PROBLEM REQUIREMENTS: Your task is to transcribe all of the data below exactly, omitting the images.

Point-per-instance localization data
[Start of Attachment]
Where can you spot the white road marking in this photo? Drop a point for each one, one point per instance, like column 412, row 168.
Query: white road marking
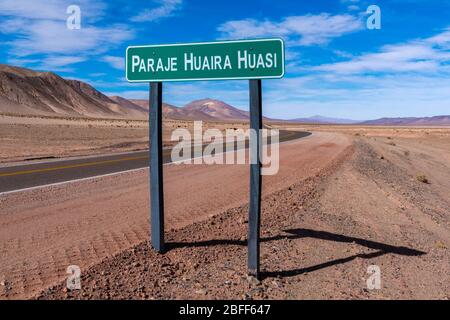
column 110, row 174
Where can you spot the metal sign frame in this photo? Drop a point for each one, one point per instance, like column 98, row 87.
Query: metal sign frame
column 156, row 167
column 208, row 43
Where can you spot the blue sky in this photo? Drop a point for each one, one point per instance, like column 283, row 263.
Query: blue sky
column 335, row 65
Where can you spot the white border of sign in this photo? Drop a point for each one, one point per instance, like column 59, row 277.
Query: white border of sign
column 203, row 43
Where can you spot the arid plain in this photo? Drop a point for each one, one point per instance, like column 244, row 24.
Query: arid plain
column 345, row 198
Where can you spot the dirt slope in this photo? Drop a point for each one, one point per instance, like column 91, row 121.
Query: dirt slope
column 319, row 236
column 44, row 231
column 24, row 91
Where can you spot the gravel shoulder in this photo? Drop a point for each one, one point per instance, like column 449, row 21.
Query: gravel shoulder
column 319, row 236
[End of Attachment]
TASK ANSWER:
Where can you spot the white road marking in this photo? Drop a point for each one, one point per instance, like column 412, row 168.
Query: white road marking
column 110, row 174
Where can you spot the metal sign frame in this photo? Drop a point for each one, one point per instance, like column 98, row 87.
Query: metal sign frame
column 156, row 167
column 208, row 43
Where can you spot the blue sky in this photo? Drop a point for each one, one point per instance, like column 283, row 263.
Query: blue sky
column 335, row 65
Where can you spot the white border of sign in this photo? Drop a point for each one, one point per instance, like column 59, row 277.
Query: white border of sign
column 203, row 43
Where can you spot the arid plain in this photo? Drop a point for each one, one point per instance, like column 244, row 24.
Query: arid plain
column 345, row 198
Where can you spot the dirt slope in this photo? Drop a point for each one, one point per instance, like column 91, row 121.
Query: dirt slope
column 319, row 236
column 44, row 231
column 24, row 91
Where can you spot the gravel shoulder in this photo? Drop a point for each one, one point per instance, like column 449, row 21.
Query: gravel shoulder
column 319, row 236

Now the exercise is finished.